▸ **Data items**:
____
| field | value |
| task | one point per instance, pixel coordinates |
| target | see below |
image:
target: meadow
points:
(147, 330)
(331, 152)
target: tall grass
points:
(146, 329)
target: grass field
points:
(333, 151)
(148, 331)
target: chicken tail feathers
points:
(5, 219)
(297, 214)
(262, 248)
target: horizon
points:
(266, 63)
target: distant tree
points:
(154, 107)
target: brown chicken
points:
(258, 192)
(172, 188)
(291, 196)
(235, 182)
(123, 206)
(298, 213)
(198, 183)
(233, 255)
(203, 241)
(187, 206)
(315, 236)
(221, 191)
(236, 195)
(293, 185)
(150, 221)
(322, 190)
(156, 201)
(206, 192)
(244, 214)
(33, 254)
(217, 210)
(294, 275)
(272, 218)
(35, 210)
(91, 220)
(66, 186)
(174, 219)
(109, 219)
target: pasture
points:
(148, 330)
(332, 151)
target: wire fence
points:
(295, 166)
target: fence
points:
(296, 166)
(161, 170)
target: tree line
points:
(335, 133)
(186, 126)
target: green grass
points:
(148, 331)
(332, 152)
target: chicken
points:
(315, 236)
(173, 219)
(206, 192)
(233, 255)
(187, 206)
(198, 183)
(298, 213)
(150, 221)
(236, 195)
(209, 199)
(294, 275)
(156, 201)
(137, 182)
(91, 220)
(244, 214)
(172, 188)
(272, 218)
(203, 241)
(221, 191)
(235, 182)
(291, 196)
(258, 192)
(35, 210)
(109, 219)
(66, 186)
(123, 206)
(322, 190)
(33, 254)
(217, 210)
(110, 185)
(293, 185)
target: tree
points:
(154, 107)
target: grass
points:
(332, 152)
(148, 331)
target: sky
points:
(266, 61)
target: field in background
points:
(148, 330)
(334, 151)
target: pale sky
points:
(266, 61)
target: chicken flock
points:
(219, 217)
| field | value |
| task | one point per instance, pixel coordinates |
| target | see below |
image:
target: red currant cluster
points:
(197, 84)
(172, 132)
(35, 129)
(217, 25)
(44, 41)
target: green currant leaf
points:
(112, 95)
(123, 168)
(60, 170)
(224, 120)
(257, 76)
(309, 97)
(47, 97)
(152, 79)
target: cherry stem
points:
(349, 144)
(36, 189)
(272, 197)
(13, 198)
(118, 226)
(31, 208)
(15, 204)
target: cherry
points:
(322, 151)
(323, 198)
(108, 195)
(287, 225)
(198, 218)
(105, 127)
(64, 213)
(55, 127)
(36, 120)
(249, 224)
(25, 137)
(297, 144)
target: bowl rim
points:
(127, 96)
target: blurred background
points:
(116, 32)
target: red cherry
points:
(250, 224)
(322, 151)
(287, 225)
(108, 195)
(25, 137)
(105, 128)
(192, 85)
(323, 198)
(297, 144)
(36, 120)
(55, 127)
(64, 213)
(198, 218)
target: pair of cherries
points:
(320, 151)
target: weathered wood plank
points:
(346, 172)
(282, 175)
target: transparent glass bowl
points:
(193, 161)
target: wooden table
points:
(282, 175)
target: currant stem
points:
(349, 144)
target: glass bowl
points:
____
Reproduce exactly the entries above, limited to the lines from the one with "target: chicken tail feathers" through the one with "target: green currant leaf", both included.

target: chicken tail feathers
points:
(5, 219)
(297, 214)
(262, 248)
target: horizon
points:
(266, 63)
target: distant tree
points:
(154, 107)
target: brown chicken
points:
(258, 192)
(172, 188)
(291, 196)
(235, 182)
(123, 206)
(298, 213)
(198, 183)
(233, 255)
(203, 241)
(187, 206)
(315, 236)
(221, 191)
(236, 195)
(293, 185)
(150, 221)
(322, 190)
(156, 201)
(206, 192)
(244, 214)
(33, 254)
(217, 210)
(294, 275)
(272, 218)
(35, 210)
(91, 220)
(66, 186)
(174, 219)
(109, 219)
target: pasture
points:
(148, 330)
(332, 151)
target: wire fence
points:
(295, 166)
target: fence
points:
(296, 166)
(161, 170)
target: tree line
points:
(335, 133)
(186, 126)
target: green grass
points:
(148, 331)
(332, 152)
target: chicken
points:
(315, 236)
(173, 219)
(206, 192)
(233, 255)
(187, 206)
(198, 183)
(298, 213)
(150, 221)
(236, 195)
(209, 199)
(294, 275)
(156, 201)
(137, 182)
(91, 220)
(244, 214)
(172, 188)
(272, 218)
(203, 241)
(221, 191)
(235, 182)
(291, 196)
(258, 192)
(35, 210)
(109, 219)
(66, 186)
(123, 206)
(322, 190)
(33, 254)
(217, 210)
(110, 185)
(293, 185)
target: tree
points:
(154, 107)
target: grass
points:
(332, 152)
(148, 331)
target: sky
points:
(266, 61)
target: field in background
points:
(148, 330)
(334, 151)
target: pale sky
points:
(266, 61)
target: chicken flock
points:
(219, 217)
| field | value |
| task | one point per instance, pixel coordinates |
| target | see below |
image:
target: red currant cluster
points:
(197, 84)
(172, 132)
(35, 129)
(217, 25)
(44, 41)
target: green currant leaf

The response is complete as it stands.